やってみよう → 研究報告の出典テキストから、「2019 Fiscal Year」を含む語句で始めて「経営学部, 教授 (80406652)」の後で止め、その範囲を一字も変えずに書き出してもらえますか？
──────── 出典テキスト ────────
2019 Fiscal Year Research-status Report
Research on Non-financial information and the Integrated Reporting
Project/Area Number |
18K01943
|
Research Institution | Hosei University |
Principal Investigator |
川島 健司 法政大学, 経営学部, 教授 (80406652)
──────── 表示された行 ────────
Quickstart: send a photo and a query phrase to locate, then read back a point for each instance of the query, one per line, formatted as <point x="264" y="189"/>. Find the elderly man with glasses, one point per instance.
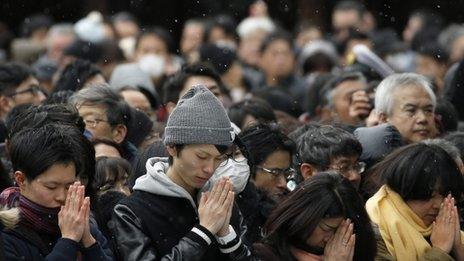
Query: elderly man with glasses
<point x="18" y="85"/>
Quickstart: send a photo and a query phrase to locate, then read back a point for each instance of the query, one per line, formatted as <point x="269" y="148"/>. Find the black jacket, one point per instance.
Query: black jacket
<point x="160" y="225"/>
<point x="22" y="243"/>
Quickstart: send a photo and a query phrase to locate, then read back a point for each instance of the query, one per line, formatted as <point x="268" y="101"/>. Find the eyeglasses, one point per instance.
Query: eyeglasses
<point x="277" y="172"/>
<point x="34" y="89"/>
<point x="92" y="123"/>
<point x="358" y="167"/>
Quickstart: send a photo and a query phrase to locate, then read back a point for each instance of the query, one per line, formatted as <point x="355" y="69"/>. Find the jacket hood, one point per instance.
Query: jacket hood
<point x="157" y="182"/>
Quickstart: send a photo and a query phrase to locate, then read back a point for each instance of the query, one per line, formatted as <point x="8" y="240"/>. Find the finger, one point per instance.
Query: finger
<point x="341" y="231"/>
<point x="217" y="188"/>
<point x="351" y="245"/>
<point x="203" y="199"/>
<point x="224" y="193"/>
<point x="87" y="208"/>
<point x="68" y="198"/>
<point x="72" y="199"/>
<point x="348" y="234"/>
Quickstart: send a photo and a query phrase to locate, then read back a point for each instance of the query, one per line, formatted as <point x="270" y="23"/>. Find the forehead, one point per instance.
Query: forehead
<point x="58" y="173"/>
<point x="31" y="80"/>
<point x="411" y="94"/>
<point x="204" y="148"/>
<point x="91" y="109"/>
<point x="344" y="159"/>
<point x="349" y="86"/>
<point x="278" y="44"/>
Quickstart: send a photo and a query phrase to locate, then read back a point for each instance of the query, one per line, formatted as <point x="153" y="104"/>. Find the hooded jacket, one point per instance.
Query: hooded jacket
<point x="159" y="221"/>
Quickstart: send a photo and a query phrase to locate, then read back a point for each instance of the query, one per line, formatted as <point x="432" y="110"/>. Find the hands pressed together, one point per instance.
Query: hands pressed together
<point x="341" y="246"/>
<point x="446" y="233"/>
<point x="73" y="218"/>
<point x="215" y="208"/>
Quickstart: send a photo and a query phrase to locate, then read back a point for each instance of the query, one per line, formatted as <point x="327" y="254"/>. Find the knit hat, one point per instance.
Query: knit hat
<point x="199" y="118"/>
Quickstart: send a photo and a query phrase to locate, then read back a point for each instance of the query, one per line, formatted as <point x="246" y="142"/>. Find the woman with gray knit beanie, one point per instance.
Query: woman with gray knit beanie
<point x="162" y="219"/>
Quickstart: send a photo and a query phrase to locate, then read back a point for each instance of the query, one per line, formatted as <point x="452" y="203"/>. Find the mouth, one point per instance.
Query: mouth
<point x="201" y="179"/>
<point x="424" y="133"/>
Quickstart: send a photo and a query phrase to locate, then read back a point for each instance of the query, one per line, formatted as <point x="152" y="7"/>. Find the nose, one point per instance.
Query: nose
<point x="354" y="177"/>
<point x="40" y="98"/>
<point x="437" y="202"/>
<point x="60" y="196"/>
<point x="421" y="116"/>
<point x="209" y="167"/>
<point x="281" y="182"/>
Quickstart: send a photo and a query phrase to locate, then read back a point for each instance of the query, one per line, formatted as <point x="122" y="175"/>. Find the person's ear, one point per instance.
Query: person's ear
<point x="119" y="133"/>
<point x="20" y="179"/>
<point x="383" y="118"/>
<point x="5" y="105"/>
<point x="171" y="150"/>
<point x="307" y="170"/>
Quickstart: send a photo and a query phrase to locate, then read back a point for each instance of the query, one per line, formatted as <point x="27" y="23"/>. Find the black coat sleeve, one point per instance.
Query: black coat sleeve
<point x="134" y="244"/>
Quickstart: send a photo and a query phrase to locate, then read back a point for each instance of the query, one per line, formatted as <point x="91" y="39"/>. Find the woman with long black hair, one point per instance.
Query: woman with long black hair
<point x="323" y="219"/>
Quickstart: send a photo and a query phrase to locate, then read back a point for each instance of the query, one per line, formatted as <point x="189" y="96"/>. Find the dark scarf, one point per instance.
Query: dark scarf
<point x="33" y="216"/>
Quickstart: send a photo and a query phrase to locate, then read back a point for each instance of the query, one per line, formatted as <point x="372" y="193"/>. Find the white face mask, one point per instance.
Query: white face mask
<point x="152" y="64"/>
<point x="237" y="171"/>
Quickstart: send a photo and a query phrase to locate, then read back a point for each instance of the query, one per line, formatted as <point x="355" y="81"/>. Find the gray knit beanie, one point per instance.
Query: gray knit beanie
<point x="199" y="118"/>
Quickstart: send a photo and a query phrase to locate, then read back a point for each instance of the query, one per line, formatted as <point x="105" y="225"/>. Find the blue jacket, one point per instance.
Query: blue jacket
<point x="22" y="243"/>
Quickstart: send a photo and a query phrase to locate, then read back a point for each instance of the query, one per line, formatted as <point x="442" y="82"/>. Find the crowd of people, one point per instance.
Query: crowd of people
<point x="248" y="142"/>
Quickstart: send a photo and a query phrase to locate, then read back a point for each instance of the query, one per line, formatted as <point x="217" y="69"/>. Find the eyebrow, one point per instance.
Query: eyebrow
<point x="328" y="225"/>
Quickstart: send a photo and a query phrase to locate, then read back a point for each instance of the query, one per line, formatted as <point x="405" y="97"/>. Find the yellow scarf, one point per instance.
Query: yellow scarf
<point x="401" y="229"/>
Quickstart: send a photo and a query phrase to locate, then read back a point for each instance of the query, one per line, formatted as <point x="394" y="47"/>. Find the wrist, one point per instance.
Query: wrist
<point x="223" y="231"/>
<point x="71" y="237"/>
<point x="88" y="241"/>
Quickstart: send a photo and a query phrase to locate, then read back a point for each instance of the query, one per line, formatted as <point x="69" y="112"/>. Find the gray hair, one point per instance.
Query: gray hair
<point x="117" y="110"/>
<point x="58" y="30"/>
<point x="384" y="94"/>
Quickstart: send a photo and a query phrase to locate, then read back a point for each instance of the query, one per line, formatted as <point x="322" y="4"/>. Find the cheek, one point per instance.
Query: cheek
<point x="264" y="181"/>
<point x="316" y="238"/>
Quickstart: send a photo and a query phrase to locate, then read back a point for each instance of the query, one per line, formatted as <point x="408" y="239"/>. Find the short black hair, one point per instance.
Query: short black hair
<point x="107" y="142"/>
<point x="326" y="195"/>
<point x="278" y="35"/>
<point x="417" y="170"/>
<point x="108" y="170"/>
<point x="260" y="140"/>
<point x="34" y="150"/>
<point x="260" y="109"/>
<point x="12" y="75"/>
<point x="350" y="5"/>
<point x="175" y="84"/>
<point x="38" y="116"/>
<point x="446" y="116"/>
<point x="296" y="134"/>
<point x="457" y="139"/>
<point x="75" y="75"/>
<point x="434" y="51"/>
<point x="318" y="146"/>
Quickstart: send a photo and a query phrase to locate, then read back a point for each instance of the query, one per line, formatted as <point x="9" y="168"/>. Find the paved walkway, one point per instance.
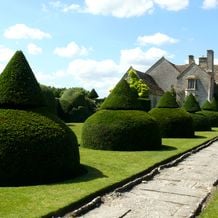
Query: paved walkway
<point x="175" y="192"/>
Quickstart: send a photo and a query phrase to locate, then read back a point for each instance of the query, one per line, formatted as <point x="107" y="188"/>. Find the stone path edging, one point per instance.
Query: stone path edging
<point x="148" y="176"/>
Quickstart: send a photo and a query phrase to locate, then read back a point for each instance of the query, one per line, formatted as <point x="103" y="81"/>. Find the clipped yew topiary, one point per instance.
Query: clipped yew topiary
<point x="174" y="122"/>
<point x="122" y="97"/>
<point x="18" y="86"/>
<point x="200" y="121"/>
<point x="122" y="130"/>
<point x="35" y="146"/>
<point x="117" y="126"/>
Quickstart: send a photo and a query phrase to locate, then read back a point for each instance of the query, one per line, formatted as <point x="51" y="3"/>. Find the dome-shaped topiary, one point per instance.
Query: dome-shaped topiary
<point x="122" y="97"/>
<point x="168" y="100"/>
<point x="207" y="106"/>
<point x="18" y="85"/>
<point x="191" y="105"/>
<point x="35" y="148"/>
<point x="124" y="130"/>
<point x="174" y="122"/>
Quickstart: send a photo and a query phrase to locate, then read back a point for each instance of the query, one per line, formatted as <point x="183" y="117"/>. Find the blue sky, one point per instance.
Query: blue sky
<point x="92" y="43"/>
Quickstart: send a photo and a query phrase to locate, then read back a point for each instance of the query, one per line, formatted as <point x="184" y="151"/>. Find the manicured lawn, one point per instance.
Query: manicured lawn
<point x="211" y="210"/>
<point x="105" y="168"/>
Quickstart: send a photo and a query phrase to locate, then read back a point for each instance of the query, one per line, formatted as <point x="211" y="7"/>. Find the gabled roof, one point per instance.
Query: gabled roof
<point x="161" y="60"/>
<point x="189" y="68"/>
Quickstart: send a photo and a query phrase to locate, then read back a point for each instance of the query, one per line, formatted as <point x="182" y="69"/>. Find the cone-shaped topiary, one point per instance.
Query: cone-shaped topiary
<point x="123" y="130"/>
<point x="174" y="122"/>
<point x="18" y="85"/>
<point x="191" y="105"/>
<point x="117" y="126"/>
<point x="122" y="97"/>
<point x="200" y="121"/>
<point x="35" y="146"/>
<point x="207" y="106"/>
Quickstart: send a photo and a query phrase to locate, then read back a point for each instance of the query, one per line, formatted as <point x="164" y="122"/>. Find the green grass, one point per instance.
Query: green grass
<point x="105" y="168"/>
<point x="211" y="209"/>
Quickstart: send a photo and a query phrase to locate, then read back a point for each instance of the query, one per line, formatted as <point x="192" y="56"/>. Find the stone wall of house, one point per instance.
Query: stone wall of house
<point x="202" y="83"/>
<point x="165" y="75"/>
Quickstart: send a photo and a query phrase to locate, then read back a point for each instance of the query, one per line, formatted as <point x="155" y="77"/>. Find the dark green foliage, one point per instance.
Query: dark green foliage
<point x="35" y="147"/>
<point x="191" y="105"/>
<point x="145" y="104"/>
<point x="214" y="104"/>
<point x="212" y="116"/>
<point x="207" y="106"/>
<point x="76" y="106"/>
<point x="18" y="86"/>
<point x="124" y="130"/>
<point x="57" y="92"/>
<point x="168" y="100"/>
<point x="122" y="97"/>
<point x="200" y="122"/>
<point x="93" y="94"/>
<point x="50" y="101"/>
<point x="174" y="122"/>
────────
解答 →
2019 Fiscal Year Research-status Report
Research on Non-financial information and the Integrated Reporting
Project/Area Number |
18K01943
|
Research Institution | Hosei University |
Principal Investigator |
川島 健司 法政大学, 経営学部, 教授 (80406652)